§ **Aim**: Can you retype the material, starting with the line that contains "the bird's head." and going on through the line that contains "[[184, 179]]", with both of those lines included? Leave the pictures out of your copy.

§ **Records for processing**:
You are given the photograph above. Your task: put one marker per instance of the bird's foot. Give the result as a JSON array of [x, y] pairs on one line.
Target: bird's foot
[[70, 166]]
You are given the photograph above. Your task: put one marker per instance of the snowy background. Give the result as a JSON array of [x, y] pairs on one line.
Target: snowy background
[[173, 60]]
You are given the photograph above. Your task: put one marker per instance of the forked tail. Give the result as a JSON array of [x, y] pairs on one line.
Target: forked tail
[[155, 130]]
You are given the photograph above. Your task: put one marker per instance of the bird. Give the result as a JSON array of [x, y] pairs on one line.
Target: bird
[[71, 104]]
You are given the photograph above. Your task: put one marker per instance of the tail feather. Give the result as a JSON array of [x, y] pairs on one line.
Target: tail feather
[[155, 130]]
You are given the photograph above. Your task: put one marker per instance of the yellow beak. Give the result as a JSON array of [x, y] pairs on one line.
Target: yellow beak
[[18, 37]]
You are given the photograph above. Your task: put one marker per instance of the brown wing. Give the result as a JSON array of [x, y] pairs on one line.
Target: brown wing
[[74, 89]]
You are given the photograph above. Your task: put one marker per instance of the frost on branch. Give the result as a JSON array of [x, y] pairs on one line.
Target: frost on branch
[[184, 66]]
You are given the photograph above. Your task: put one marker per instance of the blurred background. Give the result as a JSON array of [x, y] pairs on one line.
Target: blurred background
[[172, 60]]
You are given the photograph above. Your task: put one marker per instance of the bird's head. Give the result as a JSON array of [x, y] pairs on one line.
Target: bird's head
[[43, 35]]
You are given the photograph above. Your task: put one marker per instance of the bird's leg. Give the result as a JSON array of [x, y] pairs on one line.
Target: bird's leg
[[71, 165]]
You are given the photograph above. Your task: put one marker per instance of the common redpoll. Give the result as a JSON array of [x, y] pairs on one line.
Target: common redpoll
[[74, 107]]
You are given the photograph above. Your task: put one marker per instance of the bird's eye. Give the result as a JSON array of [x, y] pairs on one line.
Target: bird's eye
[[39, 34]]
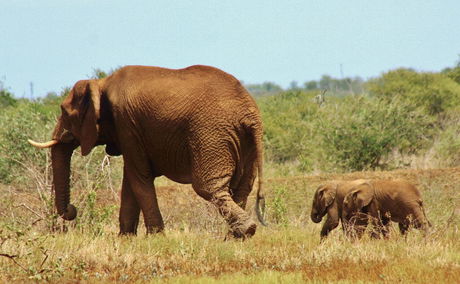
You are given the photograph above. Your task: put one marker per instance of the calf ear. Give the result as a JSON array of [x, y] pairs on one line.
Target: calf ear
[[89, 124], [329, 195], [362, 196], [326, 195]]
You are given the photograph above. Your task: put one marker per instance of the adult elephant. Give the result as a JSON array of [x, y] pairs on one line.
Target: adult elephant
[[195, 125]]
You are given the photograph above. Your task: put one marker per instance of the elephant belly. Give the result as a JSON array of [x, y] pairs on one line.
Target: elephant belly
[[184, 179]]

==

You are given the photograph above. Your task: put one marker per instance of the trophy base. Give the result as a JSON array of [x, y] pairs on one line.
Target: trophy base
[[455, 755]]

§ **Solution for this task**:
You are given the photograph above. Your task: put one marker per instance of the bird's head. Give the result as a JSON array of [x, y] pairs on one line.
Target: bird's head
[[43, 35]]
You are given the photograph above. Your task: put one marker per instance of the bird's leg. Give the result as a JSON array of [x, y] pairs on one line.
Target: bird's leg
[[71, 165]]
You are given the photograph above. Your task: put one marker per instance of the common redpoll. Give the result as a JSON array of [x, y] pairs on one line.
Target: common redpoll
[[74, 107]]
You are given the photograph above. Your task: put one marker per instance of the bird's eye. Give the result as a JSON array of [x, y] pairs on one line.
Target: bird's eye
[[39, 34]]
You are given the photograph above. Your task: put one marker per instance of the calf ear. Give the result as a JSON array of [x, y] pairs on one line.
Target: calf ear
[[89, 124], [329, 195], [362, 196], [326, 195]]
You are given the photograph above. Your task: put one marker per instance of the adult elephant. Give the result as a JSON array of [x, y] pairs on one line.
Target: adult elephant
[[195, 125]]
You are given the photograph above. Your task: put one marker per instance of the elephant belly. Give the result as a JSON array of [x, y] pairs on one line.
Target: elephant belly
[[184, 179]]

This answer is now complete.